Task requirements ▸
Output exactly the lines spanning from the line containing "Above is an" to the last line of the entries, inclusive.
○ ○ ○ ○ ○ ○ ○
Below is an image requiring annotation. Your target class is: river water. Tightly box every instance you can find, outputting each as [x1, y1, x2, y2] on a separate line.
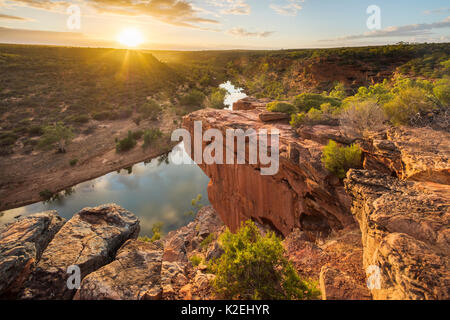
[0, 82, 246, 236]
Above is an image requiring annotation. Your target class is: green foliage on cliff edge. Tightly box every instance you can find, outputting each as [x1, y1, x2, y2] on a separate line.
[321, 140, 362, 179]
[209, 220, 320, 300]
○ ○ ○ ○ ○ ○ ○
Answer box ▸
Above is an image requiring annotation. Your target class is: green foliage on cliff edge. Tightly box every instance you can find, outputting each as [x1, y1, x2, y2] on a separate line.
[321, 140, 362, 179]
[209, 220, 320, 300]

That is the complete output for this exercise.